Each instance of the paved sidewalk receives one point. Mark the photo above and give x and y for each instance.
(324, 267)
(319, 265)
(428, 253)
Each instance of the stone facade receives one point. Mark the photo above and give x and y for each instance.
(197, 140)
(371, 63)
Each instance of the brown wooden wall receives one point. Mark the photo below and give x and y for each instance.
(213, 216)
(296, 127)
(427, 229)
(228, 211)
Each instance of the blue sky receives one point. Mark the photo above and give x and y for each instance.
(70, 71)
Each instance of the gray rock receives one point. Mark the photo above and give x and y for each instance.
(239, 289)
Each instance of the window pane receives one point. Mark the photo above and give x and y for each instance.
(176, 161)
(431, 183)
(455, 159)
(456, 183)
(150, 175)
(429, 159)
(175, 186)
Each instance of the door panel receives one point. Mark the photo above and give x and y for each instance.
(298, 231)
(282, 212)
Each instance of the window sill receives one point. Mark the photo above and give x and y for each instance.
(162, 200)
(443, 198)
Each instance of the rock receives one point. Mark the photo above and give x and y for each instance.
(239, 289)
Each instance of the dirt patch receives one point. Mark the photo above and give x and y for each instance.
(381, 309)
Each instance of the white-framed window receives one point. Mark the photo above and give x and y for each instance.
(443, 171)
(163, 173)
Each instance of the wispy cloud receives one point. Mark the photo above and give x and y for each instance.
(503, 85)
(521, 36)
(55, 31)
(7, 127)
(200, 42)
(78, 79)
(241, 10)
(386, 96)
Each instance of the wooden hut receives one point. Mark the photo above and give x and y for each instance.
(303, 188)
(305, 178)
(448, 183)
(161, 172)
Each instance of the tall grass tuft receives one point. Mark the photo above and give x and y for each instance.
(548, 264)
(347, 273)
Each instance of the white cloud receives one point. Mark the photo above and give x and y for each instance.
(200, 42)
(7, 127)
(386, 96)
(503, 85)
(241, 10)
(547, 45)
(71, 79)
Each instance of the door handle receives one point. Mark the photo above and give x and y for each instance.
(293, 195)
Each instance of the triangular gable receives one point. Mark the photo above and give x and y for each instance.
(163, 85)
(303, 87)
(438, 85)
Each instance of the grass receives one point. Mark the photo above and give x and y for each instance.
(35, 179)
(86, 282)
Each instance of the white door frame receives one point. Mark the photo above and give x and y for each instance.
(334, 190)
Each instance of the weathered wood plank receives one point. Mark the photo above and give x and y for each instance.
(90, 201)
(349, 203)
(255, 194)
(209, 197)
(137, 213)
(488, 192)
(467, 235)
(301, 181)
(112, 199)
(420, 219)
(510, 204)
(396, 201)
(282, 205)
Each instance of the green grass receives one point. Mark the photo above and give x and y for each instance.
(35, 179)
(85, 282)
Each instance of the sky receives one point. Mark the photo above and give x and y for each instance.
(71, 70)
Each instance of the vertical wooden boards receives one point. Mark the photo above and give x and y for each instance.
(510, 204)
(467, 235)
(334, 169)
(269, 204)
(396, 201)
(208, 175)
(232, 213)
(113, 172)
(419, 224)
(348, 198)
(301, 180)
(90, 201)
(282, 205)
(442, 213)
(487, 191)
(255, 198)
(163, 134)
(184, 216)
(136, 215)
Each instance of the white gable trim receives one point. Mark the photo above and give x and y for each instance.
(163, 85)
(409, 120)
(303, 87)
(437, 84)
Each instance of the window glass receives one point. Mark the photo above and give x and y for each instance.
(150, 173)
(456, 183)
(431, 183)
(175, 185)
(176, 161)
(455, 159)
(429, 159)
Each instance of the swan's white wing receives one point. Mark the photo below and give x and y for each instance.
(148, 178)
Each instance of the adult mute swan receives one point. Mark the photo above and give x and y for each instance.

****************************************

**Required task:**
Give the stretch from the line containing "Each instance of the swan's" through the end of the records as a Markdown table with the columns Row and Text. Number each line and leave out blank lines.

**Complete answer:**
| Row | Text |
|---|---|
| 1 | Each instance of the swan's white wing receives one point. Mark the photo below and give x and y for each instance. |
| 2 | (148, 178) |
| 3 | Each instance of the adult mute swan receives one point. Mark the photo above and give x and y for each instance. |